Copy the data exactly. Images are the one exception.

[Referring expression grounding data]
= Beginning of Section =
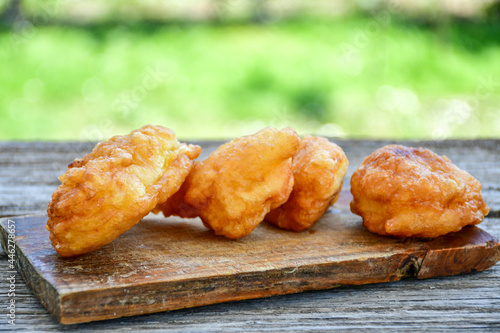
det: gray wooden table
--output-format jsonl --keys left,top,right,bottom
{"left": 0, "top": 139, "right": 499, "bottom": 332}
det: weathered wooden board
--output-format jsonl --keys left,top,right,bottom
{"left": 0, "top": 140, "right": 499, "bottom": 331}
{"left": 1, "top": 190, "right": 499, "bottom": 325}
{"left": 2, "top": 140, "right": 500, "bottom": 218}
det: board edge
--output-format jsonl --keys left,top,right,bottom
{"left": 0, "top": 215, "right": 63, "bottom": 323}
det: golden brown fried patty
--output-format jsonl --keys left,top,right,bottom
{"left": 266, "top": 136, "right": 348, "bottom": 232}
{"left": 47, "top": 125, "right": 201, "bottom": 256}
{"left": 350, "top": 145, "right": 489, "bottom": 238}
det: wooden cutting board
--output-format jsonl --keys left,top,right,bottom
{"left": 1, "top": 192, "right": 499, "bottom": 325}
= End of Section =
Result below:
det: gray wooden table
--output-format jsonl --keys left,top,right,bottom
{"left": 0, "top": 139, "right": 499, "bottom": 332}
det: weathered wooden board
--output-format jsonl --keys left,top,right,bottom
{"left": 0, "top": 140, "right": 499, "bottom": 331}
{"left": 1, "top": 190, "right": 499, "bottom": 325}
{"left": 2, "top": 140, "right": 500, "bottom": 218}
det: board edge
--output-format jsonl --keys left,top,right,bottom
{"left": 0, "top": 215, "right": 63, "bottom": 323}
det: golden brown fried patty
--output-format jsonl --keys left,top,right,bottom
{"left": 266, "top": 136, "right": 348, "bottom": 232}
{"left": 47, "top": 125, "right": 201, "bottom": 256}
{"left": 350, "top": 145, "right": 489, "bottom": 238}
det: wooden cutting board
--output-format jsonl --keys left,top,right,bottom
{"left": 1, "top": 192, "right": 499, "bottom": 325}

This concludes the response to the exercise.